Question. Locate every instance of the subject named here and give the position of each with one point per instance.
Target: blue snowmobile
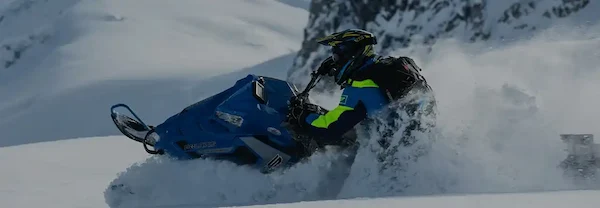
- - - - -
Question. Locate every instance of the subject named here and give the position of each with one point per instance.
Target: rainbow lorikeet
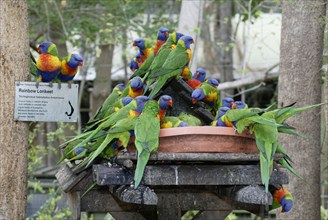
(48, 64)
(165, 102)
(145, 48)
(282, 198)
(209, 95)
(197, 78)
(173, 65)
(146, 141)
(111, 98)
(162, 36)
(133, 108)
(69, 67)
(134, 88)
- - - - -
→ **TASK BRIEF**
Extract every line above that contains the word "Target".

→ **RESULT FOR THIS EXERCISE**
Target: blue snowmobile
Target: rainbow lorikeet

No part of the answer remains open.